(Stored data entries)
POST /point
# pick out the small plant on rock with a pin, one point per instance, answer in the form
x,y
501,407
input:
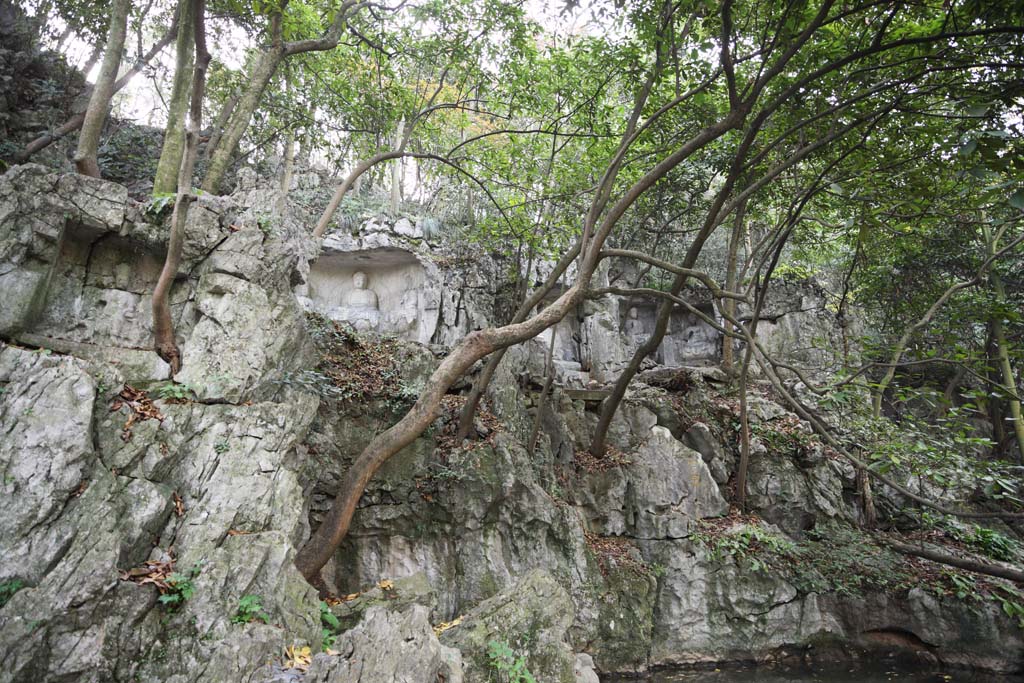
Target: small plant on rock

What to do
Please retype the records above exactly, leaving every image out.

Solution for this problem
POST /point
# pick out the small plant on rock with a pin, one point per instance, answer in the form
x,y
501,407
input:
Target: small plant on rock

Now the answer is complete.